→ **Auftrag**
Stelle alle Einträge unten Zeile für Zeile als nummerierte Liste dar. Leerzeilen lässt du dabei weg.

→ **Vorliegende Daten**
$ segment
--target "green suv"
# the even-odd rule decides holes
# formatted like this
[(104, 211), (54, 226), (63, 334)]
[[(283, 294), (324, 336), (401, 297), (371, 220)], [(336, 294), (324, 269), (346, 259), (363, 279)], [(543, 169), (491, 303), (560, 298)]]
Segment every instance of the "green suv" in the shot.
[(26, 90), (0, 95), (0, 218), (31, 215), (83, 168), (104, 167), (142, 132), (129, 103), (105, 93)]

→ **Gelöste Aufgabe**
1. $ segment
2. --target "green suv"
3. # the even-odd rule decides holes
4. # formatted like this
5. [(104, 211), (54, 226), (63, 334)]
6. [[(283, 294), (324, 336), (401, 297), (371, 220)], [(336, 294), (324, 269), (346, 259), (363, 279)], [(543, 169), (491, 303), (560, 298)]]
7. Segment every instance of the "green suv" in the shot.
8. [(26, 90), (0, 95), (0, 218), (31, 215), (83, 168), (104, 167), (142, 132), (129, 103), (105, 93)]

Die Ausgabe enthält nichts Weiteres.